▶ TASK DIRECTIONS
Turn all of the records below into a numbered list, one line per item, skipping blank lines and leaving out the picture.

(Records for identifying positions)
○ ○ ○

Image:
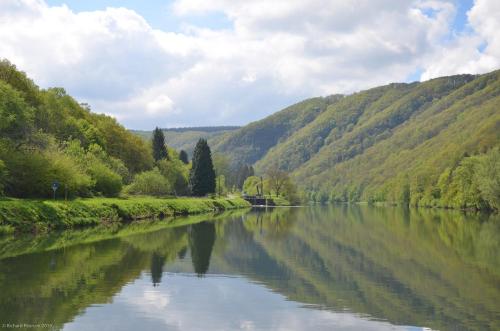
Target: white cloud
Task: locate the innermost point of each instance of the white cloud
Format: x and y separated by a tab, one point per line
276	52
477	51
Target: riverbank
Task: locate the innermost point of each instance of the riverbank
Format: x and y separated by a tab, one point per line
18	215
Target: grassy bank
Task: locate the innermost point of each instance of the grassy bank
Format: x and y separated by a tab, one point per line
44	215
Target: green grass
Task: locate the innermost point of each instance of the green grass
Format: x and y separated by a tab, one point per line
43	215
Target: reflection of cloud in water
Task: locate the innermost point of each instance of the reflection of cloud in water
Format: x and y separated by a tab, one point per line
184	302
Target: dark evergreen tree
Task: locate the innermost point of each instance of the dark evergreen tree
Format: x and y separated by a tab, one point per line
183	157
202	176
251	172
244	171
201	243
160	151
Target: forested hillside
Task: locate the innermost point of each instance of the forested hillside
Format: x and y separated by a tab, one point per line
432	143
186	138
46	136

○ ○ ○

▶ THE RESPONSE
1. Image:
2. Target: white cloud
3. Task: locate the innermost point of each instance of the white cloud
4. Format: x and y separated by a tab, one point per line
5. 276	52
6. 477	51
7. Target: riverbank
8. Task: locate the innermost point of each instance of the riverbank
9. Format: x and y separated by a tab, one point per line
10. 18	215
11. Target: grassy bank
12. Task: locate the innermost point of each instance of the grassy bank
13. Format: x and y separated by a tab, one point per line
14. 44	215
15. Target: green grass
16. Task: locate the innermost point of each instance of the green grass
17. Format: x and y separated by a tab, one point per line
18. 43	215
19. Target: reflection of cloud in water
20. Task: locate the innermost point of each instance of the reflection of cloud in water
21. Format: x and y separated by a tab, one point per line
22. 184	302
23. Target: dark evergreen tree
24. Task: locate the innermost point of each instance of the dark evergreen tree
25. Format: x and y separated by a tab, one point per line
26. 183	157
27. 202	176
28. 251	172
29. 244	171
30. 201	243
31. 160	151
32. Target: forested hillside
33. Task: locate the innermost point of each instance of the forested hillside
34. Format: x and y separated by a tab, one point per line
35. 432	143
36. 186	138
37. 46	136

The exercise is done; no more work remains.